## BEGIN PROVIDED PASSAGE
Field marks 50 years of baseball history

By AL PICKETT / Abilene Reporter-News

SWEETWATER - Ask most Sweetwater residents for directions to Sportsmen Park and you'll probably receive a blank stare.

The baseball field, located next to the Nolan County Coliseum, is better known as Newman Park to most people in Sweetwater. But Newman Park is actually the entire park that includes the baseball field, coliseum, swimming pool and picnic areas.

The baseball field is Sportsmen Park, a name that harkens back to a long forgotten era of Sweetwater baseball.

Mike Hale, however, is trying to make sure that Sportsmen Park is not forgotten.

"I've been doing research off and on for a couple of years," Hale said. "I'd like to put it in a book form and put it in the city library in Sweetwater. A lot of people didn't realize this is the 50th year of the stadium."

Hale would also like to see a historical marker placed at the field.

Built in 1947 in the post-war baseball boom in which nearly every Texas city of any size had a professional baseball team, Hale said Sportsmen Park is the only stadium from the Class D Longhorn League which has its original grandstand still standing.

Big Spring's stadium is still in existence, but very little of the original grandstand remains.

When the Longhorn League first started in 1947, teams were located in Sweetwater, Big Spring, Ballinger, Vernon, Odessa and Midland.

"The opening series was supposed to be in Vernon," Hale said, "but Vernon didn't have its lights up yet. So the series was moved to Sweetwater. Sweetwater lost the first game but won 26-4 the next day."

San Angelo and Del Rio joined the league in 1948, but in '49 Del Rio moved to the Rio Grande Valley League and Roswell, N.M., took its place. Ballinger left in '51, replaced by Artesia, N.M. Sweetwater folded after the '52 season, and Carlsbad, N.M., took its place. Wichita Falls also replaced Vernon that year. The league itself had folded by 1957.

"Mr. Green said air conditioning, television and Little League took a lot of fans away," Hale said.
## END PROVIDED PASSAGE
## BEGIN MATERIAL SHOWN
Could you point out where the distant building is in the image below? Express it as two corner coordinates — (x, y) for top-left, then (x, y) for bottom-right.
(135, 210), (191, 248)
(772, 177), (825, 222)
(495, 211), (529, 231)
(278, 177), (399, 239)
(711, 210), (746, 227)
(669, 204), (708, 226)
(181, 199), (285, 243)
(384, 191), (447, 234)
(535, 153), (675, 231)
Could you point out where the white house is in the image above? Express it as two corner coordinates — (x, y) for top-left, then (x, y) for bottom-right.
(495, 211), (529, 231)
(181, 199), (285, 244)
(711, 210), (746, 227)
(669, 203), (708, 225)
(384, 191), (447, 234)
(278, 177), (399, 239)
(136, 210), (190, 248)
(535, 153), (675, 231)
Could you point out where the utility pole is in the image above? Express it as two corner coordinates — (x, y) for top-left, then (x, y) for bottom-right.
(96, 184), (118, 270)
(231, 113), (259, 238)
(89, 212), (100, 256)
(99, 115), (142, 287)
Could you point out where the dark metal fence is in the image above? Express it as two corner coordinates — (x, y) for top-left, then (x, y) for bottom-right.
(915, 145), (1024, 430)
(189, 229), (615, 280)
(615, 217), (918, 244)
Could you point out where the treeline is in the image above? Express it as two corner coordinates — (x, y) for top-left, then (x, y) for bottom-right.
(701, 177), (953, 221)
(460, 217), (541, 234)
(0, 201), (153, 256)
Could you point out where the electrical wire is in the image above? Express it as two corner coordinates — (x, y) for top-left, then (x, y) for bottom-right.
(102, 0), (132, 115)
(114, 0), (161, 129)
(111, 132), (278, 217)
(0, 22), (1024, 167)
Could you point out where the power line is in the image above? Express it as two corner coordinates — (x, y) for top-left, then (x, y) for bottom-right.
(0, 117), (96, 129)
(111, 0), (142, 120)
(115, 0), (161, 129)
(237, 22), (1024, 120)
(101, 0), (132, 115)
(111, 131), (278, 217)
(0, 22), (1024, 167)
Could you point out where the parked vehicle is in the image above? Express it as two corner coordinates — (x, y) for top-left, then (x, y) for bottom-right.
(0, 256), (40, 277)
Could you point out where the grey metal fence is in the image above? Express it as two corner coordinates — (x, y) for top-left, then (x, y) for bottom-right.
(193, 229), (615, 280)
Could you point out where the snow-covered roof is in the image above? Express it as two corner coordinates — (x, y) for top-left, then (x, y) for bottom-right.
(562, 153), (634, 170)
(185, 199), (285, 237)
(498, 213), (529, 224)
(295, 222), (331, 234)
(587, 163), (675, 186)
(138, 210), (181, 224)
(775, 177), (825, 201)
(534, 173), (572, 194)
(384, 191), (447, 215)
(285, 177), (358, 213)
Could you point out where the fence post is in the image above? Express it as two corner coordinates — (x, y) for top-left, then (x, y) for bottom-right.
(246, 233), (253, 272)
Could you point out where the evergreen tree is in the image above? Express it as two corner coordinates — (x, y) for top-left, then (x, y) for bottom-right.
## END MATERIAL SHOWN
=== DESCRIPTION OF THE TASK ===
In the Sportsmen Park article, why was the Longhorn League's opening series moved to Sweetwater? Answer in one to three sentences.

=== COMPLETED EXERCISE ===
The opening series was supposed to be played in Vernon, but Vernon didn't have its lights up yet. So the series was moved to Sweetwater.